## TEXT
____________

CPD is a process of recording and reflecting on learning and development; the action of tracking
and documenting the skills, knowledge and experience that teachers gain both formally and
informally as they teach, beyond any initial training. It's a record of what they experience, learn
and then apply.

According to the standards for teachers’ professional development, teacher CPD needs to be:

1. Focused on improving and evaluating pupil outcomes


2. Underpinned by robust evidence and expertise
3. Include collaboration and expert challenge
4. Sustained over time
5. Prioritised by leadership

In addition, by reviewing decades of research, Joyce and Showers (2002) found that CPD must
provide teachers with the theory underlying the new instructional strategies they’re learning,
demonstrations, and opportunities to practice the strategies in their own classrooms.

Why is CPD important?

The CPD process helps teachers to manage their own development on an ongoing basis. It's not a
tick-box document recording the training they have completed. It's broader than that. Here’s
what CPD helps teachers to do:

 Ensures they keep pace with the current standards of others working in education.
 Keeps their knowledge and skills current so they can deliver high-quality teaching and
impact positively on pupil outcomes.
 Makes sure that they become more effective in the workplace. This helps them to
advance in their career and move into new positions where they can lead, manage,
influence, coach and mentor others.
 Opens them up to new possibilities, new knowledge and new skills.
 Leads to increased confidence in themselves, others and the profession as a whole.

Teacher CPD is also very useful at:

 Reminding them of their achievements and how far they’ve progressed.


 Directs their career and helps them keep an eye on their goals.
 Uncovers gaps in their skills and capabilities.
 Opens up further development needs.
How teachers record their CPD is up to them, but you might want to think about offering an
electronic method or a framework to help guide your teachers. Format is not important, what
matters is that it’s meaningful for teachers.

____________

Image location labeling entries
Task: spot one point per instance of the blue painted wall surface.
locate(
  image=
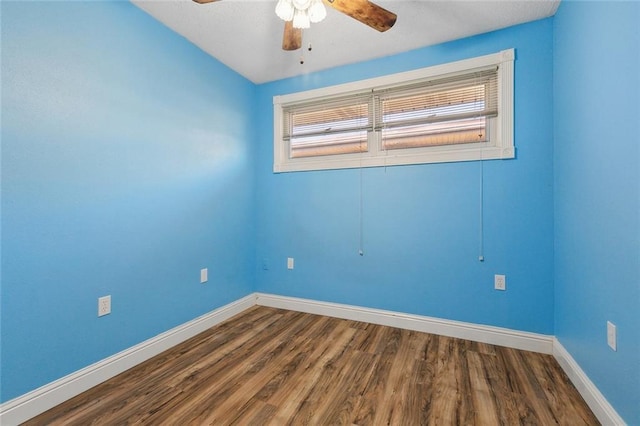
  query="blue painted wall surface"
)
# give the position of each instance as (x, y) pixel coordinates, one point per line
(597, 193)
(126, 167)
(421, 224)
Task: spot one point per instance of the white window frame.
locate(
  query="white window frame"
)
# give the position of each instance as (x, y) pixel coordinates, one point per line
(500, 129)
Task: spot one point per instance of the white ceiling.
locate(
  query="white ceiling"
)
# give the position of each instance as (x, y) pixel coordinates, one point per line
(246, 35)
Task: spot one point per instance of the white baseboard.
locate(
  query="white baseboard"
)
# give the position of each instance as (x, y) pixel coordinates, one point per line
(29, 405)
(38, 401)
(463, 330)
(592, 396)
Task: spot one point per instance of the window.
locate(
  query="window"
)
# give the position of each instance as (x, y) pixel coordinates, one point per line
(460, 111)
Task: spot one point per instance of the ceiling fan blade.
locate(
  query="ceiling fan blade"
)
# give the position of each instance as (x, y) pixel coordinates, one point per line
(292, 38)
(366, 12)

____________

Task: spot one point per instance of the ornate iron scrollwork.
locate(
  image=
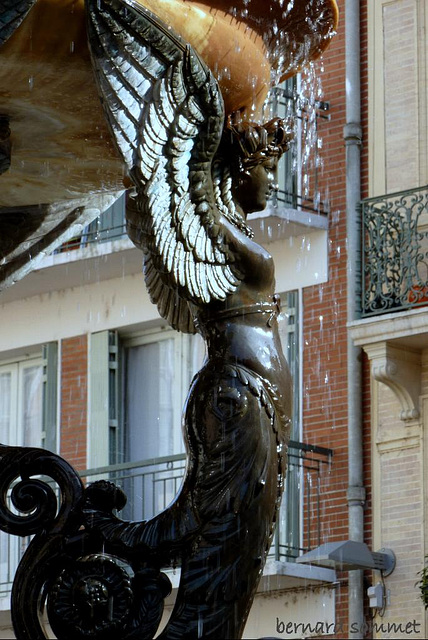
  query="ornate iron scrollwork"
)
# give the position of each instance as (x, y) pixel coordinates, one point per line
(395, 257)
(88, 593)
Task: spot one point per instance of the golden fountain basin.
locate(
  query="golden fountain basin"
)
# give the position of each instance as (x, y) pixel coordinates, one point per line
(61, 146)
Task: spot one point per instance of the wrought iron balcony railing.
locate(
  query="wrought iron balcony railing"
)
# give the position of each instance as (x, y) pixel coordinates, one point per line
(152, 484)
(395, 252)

____________

## OBJECTIVES
(1) In the text on teacher CPD, what did Joyce and Showers (2002) find that CPD must provide teachers with?
(2) Write the next part of the text on teacher CPD, starting after its final sentence.
The data plays no part in this.

## SET OF ANSWERS
(1) They found that CPD must provide teachers with the theory underlying the new instructional strategies they're learning, demonstrations, and opportunities to practice the strategies in their own classrooms.

(2)
I often hear that teachers and educators don't have time for their own CPD. Or they believe that
it's SLT's responsibility to guide their professional development. More often than not CPD is
thought of as ‘providing training to develop a skill’, but effective professional development is
so much more than something that is delivered to teachers.

Instead of identifying professional learning as a process of acquisition based on the SLT passing
on their knowledge, learning should be more commonly conceptualised as a course of action
whereby teachers actively and collaboratively construct their own understanding and skills.

hy teachers should be responsible for their own CPD

Delivering CPD suggests a 'top down' approach, which won’t be empowering to teachers. It’s
also the opposite of what is recommended in the government standard for teachers’ professional
development from 2016. The standard promotes the need for teachers and other educational
staff to take control of their own professional learning.   

This key issue was discussed at a seminar hosted by CUREE with the members of the Expert
Panel who authored the 2016 standard. It was clear at this event that what is different about the
standard is that teachers also have a set of responsibilities.

As the article acknowledges, it’s very true that telling staff that CPD needs to be done for Ofsted
or for SLT won’t be at all motivating. Key for gaining teacher buy in is understanding how
exactly the learner experience will be improved.

Most teachers choose their profession for a reason, even if sometimes that initial motivation
might fade a bit to the background as the years progress. Appealing to that core motivation when
it comes to CPD, promoting it as a tool to help them be the best teacher they can be, can go a
long way towards reaching your schools’ CPD goals.

When working with trainee teachers and NQTs, it can be hugely beneficial to establish CPD as
an offer that’s available to them to become even better, rather than just something they’re
obligated to do.

Top Tip:  Effective video-based CPD  is a fantastic tool to support your teachers’ development
through all the stages of their career, starting with initial teacher training all the way to
becoming an experienced teacher and mentor to others.

The importance of personalised CPD


In the past, Philippa Cordingley (Chief Executive of CUREE) has spoken about how SLT need
to view staff like they would a class. This is echoed in the article with the suggestion that CPD
Leads need to plan and structure training in the same way they would a lesson.

The difference is that unlike the article, Philippa is not concerned with viewing staff like a class
in order for the CPD Lead to feel confident in delivering a training session. Instead, her message
is that CPD Leads need to consider what it is that every individual member of staff needs,
just as a teacher uses differentiation in the classroom. In the best classrooms, we see children as
active contributors to the learning process and the same should be true of professional learning.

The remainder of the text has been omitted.